● **Problems to solve**
A. In the job posting below, condense the paragraph beginning "As an Inference Operations Engineer" into a bulleted list that keeps its main facts.
B. Quote the job posting below word for word, taking everything from "As an Inference" down to "measurement, monitoring systems.".

Inference Operations Engineer
Palo Alto, CA
At Scaled Inference our mission is to enable enterprises to reach their ultimate potential in the marketplace through the power of AI. Our flagship product Amp.ai is the first autonomous optimization platform that can drive sustained exponential business growth at any scale, offering unprecedented versatility and ease of deployment. We’re looking for versatile, talented individuals who align with our culture and vision to join us in bringing this innovative technology to market.
As an Inference Operations Engineer, you will be responsible for some of the core components of our infrastructure. As we continue to scale our growing engineering team you will be responsible for ensuring the stability and site reliability of our infrastructure. This may include, but is not limited to, improve existing infrastructure, rewriting scripts, debugging, etc. You will design and execute the tools and procedures necessary to coordinate and streamline the operations of our release processes, incident alerting, response procedures, performance and availability measurement, monitoring systems.

(Stored records)
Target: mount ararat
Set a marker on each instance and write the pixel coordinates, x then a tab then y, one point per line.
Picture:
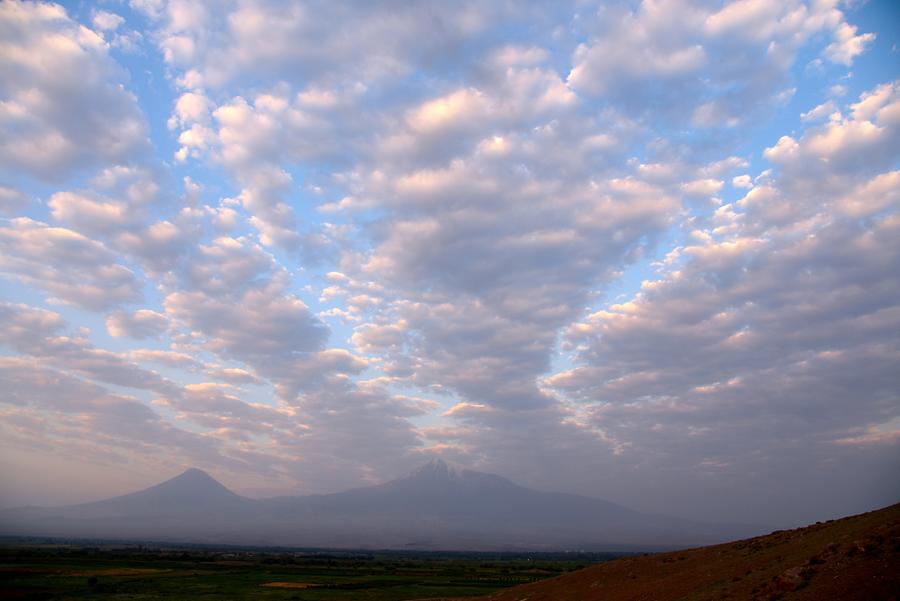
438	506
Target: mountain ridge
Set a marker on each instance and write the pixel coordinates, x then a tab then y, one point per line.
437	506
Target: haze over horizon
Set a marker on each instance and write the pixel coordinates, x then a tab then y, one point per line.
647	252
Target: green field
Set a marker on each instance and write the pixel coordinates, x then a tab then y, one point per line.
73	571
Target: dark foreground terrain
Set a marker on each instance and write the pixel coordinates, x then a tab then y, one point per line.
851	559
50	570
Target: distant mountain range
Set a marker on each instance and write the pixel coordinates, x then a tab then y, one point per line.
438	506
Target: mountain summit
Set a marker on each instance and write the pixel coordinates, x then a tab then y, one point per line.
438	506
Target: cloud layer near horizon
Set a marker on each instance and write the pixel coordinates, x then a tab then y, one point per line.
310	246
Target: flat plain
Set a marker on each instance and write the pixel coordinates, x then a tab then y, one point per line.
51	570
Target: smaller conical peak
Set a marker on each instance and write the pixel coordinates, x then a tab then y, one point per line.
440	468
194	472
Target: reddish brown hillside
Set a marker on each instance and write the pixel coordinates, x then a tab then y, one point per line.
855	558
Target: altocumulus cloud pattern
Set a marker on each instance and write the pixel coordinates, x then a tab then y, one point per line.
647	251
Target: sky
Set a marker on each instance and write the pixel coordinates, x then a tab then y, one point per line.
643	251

* * *

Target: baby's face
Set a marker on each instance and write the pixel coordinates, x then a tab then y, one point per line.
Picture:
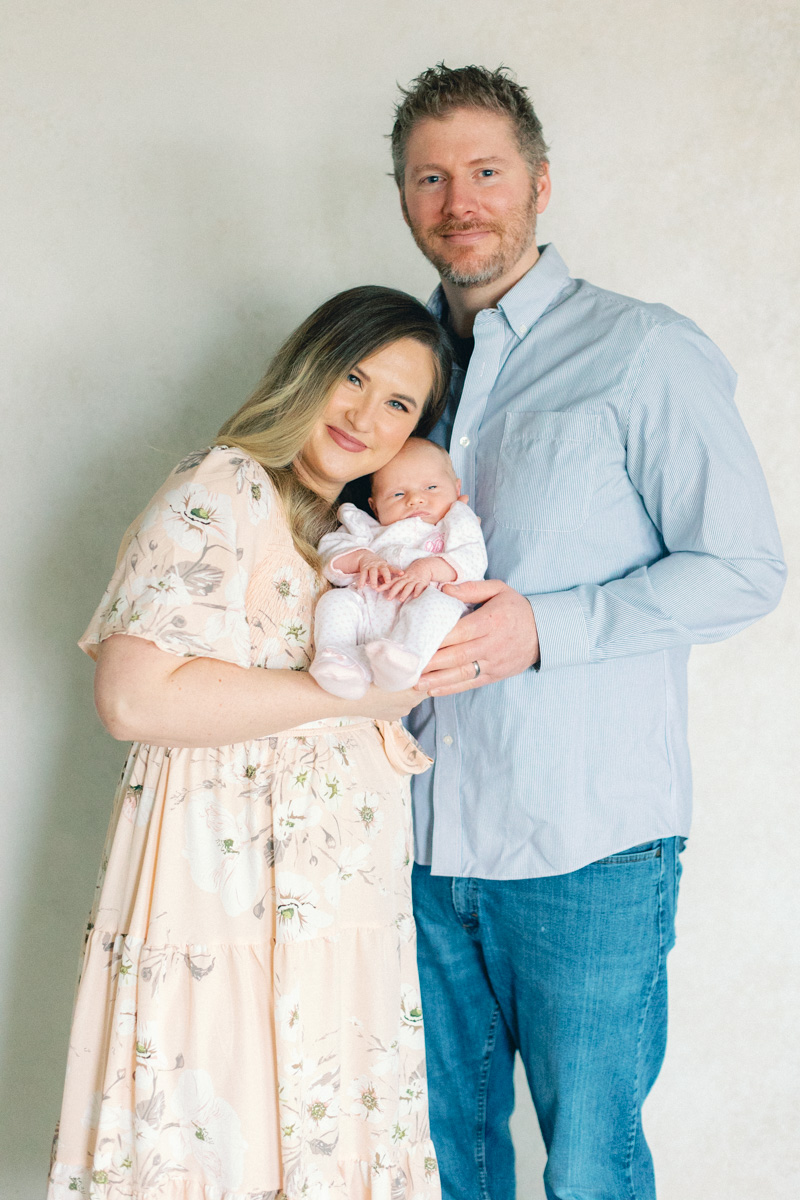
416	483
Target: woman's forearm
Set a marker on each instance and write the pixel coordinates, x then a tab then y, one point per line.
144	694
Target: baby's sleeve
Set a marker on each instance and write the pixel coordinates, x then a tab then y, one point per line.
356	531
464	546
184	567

---

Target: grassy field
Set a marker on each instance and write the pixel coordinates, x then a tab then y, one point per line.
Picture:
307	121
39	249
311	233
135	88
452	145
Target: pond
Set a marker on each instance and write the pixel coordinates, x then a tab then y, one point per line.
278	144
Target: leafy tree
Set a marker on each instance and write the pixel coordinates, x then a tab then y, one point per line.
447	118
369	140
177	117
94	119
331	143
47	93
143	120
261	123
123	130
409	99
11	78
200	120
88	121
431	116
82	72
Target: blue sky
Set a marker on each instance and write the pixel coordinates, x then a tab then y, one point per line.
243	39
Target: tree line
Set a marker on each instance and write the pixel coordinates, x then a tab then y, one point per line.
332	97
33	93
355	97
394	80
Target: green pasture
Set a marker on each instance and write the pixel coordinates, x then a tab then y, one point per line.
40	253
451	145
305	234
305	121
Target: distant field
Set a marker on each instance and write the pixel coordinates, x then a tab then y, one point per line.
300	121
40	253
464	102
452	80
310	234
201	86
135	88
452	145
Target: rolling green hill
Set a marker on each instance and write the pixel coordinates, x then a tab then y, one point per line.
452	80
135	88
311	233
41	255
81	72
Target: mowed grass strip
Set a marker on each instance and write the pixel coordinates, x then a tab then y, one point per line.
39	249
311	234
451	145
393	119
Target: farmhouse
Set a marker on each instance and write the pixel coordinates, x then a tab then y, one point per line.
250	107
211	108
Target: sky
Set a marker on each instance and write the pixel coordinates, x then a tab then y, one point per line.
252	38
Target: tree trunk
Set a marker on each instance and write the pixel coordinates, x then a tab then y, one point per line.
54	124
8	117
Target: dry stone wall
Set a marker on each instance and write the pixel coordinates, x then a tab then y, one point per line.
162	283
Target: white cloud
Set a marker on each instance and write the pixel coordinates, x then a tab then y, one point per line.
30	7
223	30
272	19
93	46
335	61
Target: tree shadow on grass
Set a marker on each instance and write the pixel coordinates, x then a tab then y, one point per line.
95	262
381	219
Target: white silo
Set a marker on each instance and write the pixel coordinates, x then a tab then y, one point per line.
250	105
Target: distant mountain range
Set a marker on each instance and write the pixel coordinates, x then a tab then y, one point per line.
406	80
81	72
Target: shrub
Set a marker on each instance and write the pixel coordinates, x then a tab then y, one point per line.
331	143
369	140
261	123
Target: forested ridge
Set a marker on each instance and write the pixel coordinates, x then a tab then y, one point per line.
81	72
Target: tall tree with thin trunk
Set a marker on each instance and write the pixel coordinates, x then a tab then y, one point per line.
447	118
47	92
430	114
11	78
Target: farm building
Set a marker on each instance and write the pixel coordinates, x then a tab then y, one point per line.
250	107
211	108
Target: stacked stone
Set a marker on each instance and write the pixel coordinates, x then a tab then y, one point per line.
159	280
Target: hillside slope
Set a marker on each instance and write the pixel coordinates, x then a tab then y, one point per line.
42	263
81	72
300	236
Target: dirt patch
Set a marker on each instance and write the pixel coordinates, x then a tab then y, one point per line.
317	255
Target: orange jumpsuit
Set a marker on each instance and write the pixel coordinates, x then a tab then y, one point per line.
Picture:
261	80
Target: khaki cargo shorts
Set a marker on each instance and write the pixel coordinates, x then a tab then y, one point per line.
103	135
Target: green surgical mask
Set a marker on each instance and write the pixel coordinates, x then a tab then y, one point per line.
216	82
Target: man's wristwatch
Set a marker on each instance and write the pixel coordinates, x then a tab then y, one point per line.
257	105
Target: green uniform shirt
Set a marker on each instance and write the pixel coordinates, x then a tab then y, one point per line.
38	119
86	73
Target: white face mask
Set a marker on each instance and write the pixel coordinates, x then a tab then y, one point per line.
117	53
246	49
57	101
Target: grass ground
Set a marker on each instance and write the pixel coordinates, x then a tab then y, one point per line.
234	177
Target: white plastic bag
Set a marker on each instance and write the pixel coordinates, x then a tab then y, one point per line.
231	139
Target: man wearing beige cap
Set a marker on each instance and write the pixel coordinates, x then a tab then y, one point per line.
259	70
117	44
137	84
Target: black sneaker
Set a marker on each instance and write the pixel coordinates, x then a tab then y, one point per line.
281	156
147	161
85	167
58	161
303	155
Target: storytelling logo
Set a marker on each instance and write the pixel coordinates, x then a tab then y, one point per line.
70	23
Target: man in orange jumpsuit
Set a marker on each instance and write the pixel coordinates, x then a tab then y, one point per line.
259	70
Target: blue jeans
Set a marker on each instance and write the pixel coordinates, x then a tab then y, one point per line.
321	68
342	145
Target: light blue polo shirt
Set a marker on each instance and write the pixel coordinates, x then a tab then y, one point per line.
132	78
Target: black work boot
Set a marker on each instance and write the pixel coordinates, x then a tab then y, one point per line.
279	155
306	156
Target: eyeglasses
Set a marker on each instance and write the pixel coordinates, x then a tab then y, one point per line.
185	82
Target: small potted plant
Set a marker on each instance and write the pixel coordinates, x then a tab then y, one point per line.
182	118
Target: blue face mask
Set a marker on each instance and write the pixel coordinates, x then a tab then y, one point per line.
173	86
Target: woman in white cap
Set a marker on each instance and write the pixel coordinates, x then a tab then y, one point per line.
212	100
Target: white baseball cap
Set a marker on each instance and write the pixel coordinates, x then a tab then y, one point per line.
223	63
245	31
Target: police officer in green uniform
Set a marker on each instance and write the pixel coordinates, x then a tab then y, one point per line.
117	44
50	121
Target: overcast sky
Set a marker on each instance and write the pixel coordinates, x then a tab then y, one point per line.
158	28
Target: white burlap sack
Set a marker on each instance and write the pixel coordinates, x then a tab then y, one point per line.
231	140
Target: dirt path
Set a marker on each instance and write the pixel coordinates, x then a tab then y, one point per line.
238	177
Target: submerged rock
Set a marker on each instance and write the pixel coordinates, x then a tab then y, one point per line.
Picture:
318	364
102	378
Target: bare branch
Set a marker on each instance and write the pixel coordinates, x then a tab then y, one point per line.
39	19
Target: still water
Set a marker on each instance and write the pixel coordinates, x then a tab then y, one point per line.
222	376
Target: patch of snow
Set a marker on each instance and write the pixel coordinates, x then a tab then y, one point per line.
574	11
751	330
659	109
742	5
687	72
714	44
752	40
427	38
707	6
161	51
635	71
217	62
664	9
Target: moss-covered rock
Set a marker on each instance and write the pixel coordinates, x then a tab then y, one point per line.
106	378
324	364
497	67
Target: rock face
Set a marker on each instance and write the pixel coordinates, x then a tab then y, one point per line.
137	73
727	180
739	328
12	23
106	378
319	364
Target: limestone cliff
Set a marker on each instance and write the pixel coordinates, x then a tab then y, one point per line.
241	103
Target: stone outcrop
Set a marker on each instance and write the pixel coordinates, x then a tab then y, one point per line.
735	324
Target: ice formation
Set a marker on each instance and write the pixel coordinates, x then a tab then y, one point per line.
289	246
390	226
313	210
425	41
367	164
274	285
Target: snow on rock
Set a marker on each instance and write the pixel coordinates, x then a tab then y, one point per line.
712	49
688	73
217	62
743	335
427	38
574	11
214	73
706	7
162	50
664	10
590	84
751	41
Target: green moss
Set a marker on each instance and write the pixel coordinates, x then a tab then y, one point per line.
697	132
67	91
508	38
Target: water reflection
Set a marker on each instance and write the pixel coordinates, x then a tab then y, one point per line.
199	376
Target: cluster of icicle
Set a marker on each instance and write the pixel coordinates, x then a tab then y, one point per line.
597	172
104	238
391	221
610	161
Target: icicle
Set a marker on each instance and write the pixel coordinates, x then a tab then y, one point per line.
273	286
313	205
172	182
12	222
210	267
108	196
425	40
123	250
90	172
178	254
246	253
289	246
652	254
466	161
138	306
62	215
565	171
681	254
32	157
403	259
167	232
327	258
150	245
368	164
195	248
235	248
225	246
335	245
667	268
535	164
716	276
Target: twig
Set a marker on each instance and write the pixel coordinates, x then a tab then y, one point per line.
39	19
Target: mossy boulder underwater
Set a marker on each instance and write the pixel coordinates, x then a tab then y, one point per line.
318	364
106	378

● **Exercise results**
A.
- The role is responsible for some of the core components of the company's infrastructure.
- As the engineering team scales, the engineer ensures the stability and site reliability of that infrastructure.
- Duties may include improving existing infrastructure, rewriting scripts and debugging.
- The engineer designs and executes the tools and procedures that coordinate and streamline release processes, incident alerting, response procedures, performance and availability measurement, and monitoring systems.

B.
As an Inference Operations Engineer, you will be responsible for some of the core components of our infrastructure. As we continue to scale our growing engineering team you will be responsible for ensuring the stability and site reliability of our infrastructure. This may include, but is not limited to, improve existing infrastructure, rewriting scripts, debugging, etc. You will design and execute the tools and procedures necessary to coordinate and streamline the operations of our release processes, incident alerting, response procedures, performance and availability measurement, monitoring systems.